Convert the records, from their start through the line containing "[[185, 140, 210, 171]]", into a two-column CSV with the header instruction,boxes and one row per instruction. Put each instruction and its answer in its own quoted field with any line breaks replaced by spaces, and omit the pictures.

[Start EXERCISE MATERIAL]

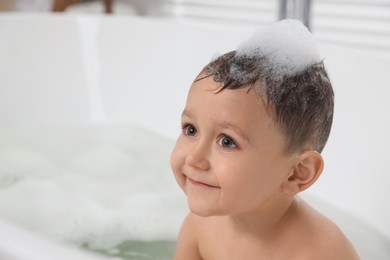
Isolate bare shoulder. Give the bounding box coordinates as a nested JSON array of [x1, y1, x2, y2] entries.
[[294, 200, 360, 260]]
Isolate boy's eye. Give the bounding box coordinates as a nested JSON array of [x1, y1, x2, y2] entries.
[[219, 136, 237, 148], [184, 125, 197, 136]]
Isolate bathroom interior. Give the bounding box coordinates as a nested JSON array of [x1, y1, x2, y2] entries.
[[0, 0, 390, 260]]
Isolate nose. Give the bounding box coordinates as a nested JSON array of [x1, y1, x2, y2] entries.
[[185, 140, 210, 171]]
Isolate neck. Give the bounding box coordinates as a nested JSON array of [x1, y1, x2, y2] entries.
[[229, 197, 298, 240]]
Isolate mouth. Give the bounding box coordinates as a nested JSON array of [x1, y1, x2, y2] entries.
[[187, 177, 220, 189]]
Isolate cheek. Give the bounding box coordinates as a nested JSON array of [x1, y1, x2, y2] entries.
[[170, 137, 185, 187]]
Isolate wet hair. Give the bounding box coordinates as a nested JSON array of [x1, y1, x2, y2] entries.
[[202, 51, 334, 153]]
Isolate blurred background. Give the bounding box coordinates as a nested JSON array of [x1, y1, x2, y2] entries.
[[0, 0, 390, 54]]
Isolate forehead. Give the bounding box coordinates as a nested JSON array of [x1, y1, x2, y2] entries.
[[185, 76, 271, 131]]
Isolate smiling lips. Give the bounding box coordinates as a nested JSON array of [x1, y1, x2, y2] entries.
[[187, 177, 219, 189]]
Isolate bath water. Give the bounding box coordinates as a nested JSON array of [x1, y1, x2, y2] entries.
[[0, 125, 187, 260]]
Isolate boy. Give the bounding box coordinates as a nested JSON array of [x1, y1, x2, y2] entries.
[[171, 20, 359, 260]]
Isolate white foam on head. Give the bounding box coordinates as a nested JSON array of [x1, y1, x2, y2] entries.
[[237, 20, 321, 76]]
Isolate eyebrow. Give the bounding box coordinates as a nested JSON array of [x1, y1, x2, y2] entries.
[[181, 109, 193, 118], [218, 121, 249, 141], [181, 110, 249, 141]]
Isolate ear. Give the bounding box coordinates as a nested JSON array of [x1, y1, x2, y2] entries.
[[282, 150, 324, 195]]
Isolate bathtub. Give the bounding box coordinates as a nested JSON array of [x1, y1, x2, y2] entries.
[[0, 14, 390, 260]]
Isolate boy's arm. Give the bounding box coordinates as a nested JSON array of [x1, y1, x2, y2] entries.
[[175, 213, 202, 260]]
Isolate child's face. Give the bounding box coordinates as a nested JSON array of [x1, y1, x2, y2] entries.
[[171, 74, 294, 216]]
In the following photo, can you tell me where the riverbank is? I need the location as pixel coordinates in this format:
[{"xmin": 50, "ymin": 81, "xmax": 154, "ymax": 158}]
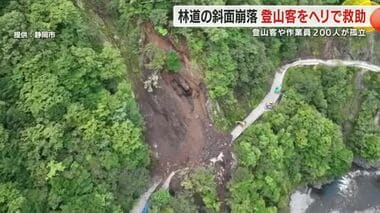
[{"xmin": 289, "ymin": 170, "xmax": 380, "ymax": 213}]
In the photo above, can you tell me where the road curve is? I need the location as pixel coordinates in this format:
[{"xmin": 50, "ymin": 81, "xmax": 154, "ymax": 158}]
[
  {"xmin": 231, "ymin": 59, "xmax": 380, "ymax": 141},
  {"xmin": 131, "ymin": 59, "xmax": 380, "ymax": 213}
]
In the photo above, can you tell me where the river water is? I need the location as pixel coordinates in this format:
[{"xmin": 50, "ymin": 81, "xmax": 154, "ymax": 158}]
[{"xmin": 290, "ymin": 170, "xmax": 380, "ymax": 213}]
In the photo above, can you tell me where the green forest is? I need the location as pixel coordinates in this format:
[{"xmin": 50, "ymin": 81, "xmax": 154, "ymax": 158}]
[{"xmin": 0, "ymin": 0, "xmax": 380, "ymax": 213}]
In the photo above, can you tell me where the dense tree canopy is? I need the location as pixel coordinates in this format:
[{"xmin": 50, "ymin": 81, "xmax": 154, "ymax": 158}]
[
  {"xmin": 230, "ymin": 90, "xmax": 353, "ymax": 212},
  {"xmin": 0, "ymin": 0, "xmax": 149, "ymax": 212}
]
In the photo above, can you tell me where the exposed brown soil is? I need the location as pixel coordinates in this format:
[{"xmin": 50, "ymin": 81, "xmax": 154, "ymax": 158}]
[{"xmin": 136, "ymin": 24, "xmax": 231, "ymax": 176}]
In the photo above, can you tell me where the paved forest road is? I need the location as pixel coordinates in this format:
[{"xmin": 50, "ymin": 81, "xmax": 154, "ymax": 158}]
[
  {"xmin": 231, "ymin": 59, "xmax": 380, "ymax": 142},
  {"xmin": 132, "ymin": 59, "xmax": 380, "ymax": 213}
]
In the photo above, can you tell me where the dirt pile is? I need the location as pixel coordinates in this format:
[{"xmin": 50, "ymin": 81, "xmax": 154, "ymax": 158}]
[{"xmin": 136, "ymin": 25, "xmax": 231, "ymax": 176}]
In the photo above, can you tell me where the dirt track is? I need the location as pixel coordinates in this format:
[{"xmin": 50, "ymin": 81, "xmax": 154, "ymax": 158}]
[{"xmin": 136, "ymin": 25, "xmax": 231, "ymax": 177}]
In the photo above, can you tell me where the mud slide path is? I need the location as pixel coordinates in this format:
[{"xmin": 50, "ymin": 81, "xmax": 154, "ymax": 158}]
[
  {"xmin": 136, "ymin": 24, "xmax": 231, "ymax": 177},
  {"xmin": 134, "ymin": 59, "xmax": 380, "ymax": 212}
]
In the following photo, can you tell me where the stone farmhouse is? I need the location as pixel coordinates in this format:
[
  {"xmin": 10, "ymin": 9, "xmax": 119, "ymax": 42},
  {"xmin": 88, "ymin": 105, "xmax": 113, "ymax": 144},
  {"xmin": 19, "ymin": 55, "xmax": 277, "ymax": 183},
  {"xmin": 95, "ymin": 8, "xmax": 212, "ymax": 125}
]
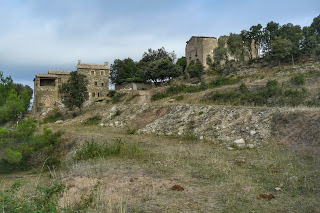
[
  {"xmin": 32, "ymin": 60, "xmax": 109, "ymax": 113},
  {"xmin": 185, "ymin": 36, "xmax": 258, "ymax": 70}
]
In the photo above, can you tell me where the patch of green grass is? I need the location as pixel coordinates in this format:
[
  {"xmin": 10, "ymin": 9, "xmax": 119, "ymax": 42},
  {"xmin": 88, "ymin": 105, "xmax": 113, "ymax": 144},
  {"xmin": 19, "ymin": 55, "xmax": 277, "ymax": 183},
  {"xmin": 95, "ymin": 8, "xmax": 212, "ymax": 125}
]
[
  {"xmin": 73, "ymin": 139, "xmax": 141, "ymax": 160},
  {"xmin": 83, "ymin": 115, "xmax": 102, "ymax": 125},
  {"xmin": 126, "ymin": 127, "xmax": 137, "ymax": 135},
  {"xmin": 111, "ymin": 109, "xmax": 122, "ymax": 120},
  {"xmin": 290, "ymin": 73, "xmax": 306, "ymax": 86},
  {"xmin": 202, "ymin": 80, "xmax": 307, "ymax": 106},
  {"xmin": 43, "ymin": 108, "xmax": 64, "ymax": 123},
  {"xmin": 174, "ymin": 95, "xmax": 184, "ymax": 101},
  {"xmin": 151, "ymin": 76, "xmax": 241, "ymax": 101}
]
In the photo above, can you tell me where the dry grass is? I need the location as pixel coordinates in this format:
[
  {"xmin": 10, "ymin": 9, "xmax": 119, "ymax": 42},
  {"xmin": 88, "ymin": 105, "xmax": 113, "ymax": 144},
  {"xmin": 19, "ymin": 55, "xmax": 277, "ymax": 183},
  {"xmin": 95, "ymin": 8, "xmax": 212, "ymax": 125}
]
[{"xmin": 4, "ymin": 125, "xmax": 320, "ymax": 212}]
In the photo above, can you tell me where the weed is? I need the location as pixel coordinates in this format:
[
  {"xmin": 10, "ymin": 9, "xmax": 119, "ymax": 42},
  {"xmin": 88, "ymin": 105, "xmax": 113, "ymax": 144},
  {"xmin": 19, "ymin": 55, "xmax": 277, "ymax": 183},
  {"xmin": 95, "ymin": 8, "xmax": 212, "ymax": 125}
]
[
  {"xmin": 126, "ymin": 127, "xmax": 137, "ymax": 135},
  {"xmin": 111, "ymin": 109, "xmax": 122, "ymax": 120},
  {"xmin": 43, "ymin": 108, "xmax": 64, "ymax": 123},
  {"xmin": 174, "ymin": 95, "xmax": 184, "ymax": 101},
  {"xmin": 83, "ymin": 115, "xmax": 102, "ymax": 125},
  {"xmin": 290, "ymin": 73, "xmax": 306, "ymax": 85},
  {"xmin": 73, "ymin": 139, "xmax": 141, "ymax": 160}
]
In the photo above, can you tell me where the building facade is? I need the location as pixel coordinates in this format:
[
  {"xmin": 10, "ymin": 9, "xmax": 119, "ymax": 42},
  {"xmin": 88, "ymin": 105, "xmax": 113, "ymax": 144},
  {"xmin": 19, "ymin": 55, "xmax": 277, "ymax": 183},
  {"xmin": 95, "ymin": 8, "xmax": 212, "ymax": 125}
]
[
  {"xmin": 32, "ymin": 60, "xmax": 109, "ymax": 113},
  {"xmin": 185, "ymin": 36, "xmax": 258, "ymax": 70}
]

[End EXERCISE MATERIAL]

(THE RESPONSE)
instruction,boxes
"Isolate bare shoulder. Give the bounding box coordinates as a nested JSON array of [x1, y1, x2, y2] entries.","[[294, 200, 360, 260]]"
"Isolate boy's eye. Give the bounding box coordinates as a nested JSON array of [x1, y1, x2, y2] entries.","[[219, 136, 237, 148], [184, 125, 197, 136]]"
"Isolate bathroom interior. Give the bounding box coordinates as a nested JSON array of [x1, y1, x2, y2] entries.","[[0, 0, 390, 260]]"
"Isolate nose. Give the bounding box coordinates as a nested JSON array of [x1, y1, x2, y2] entries.","[[185, 140, 210, 171]]"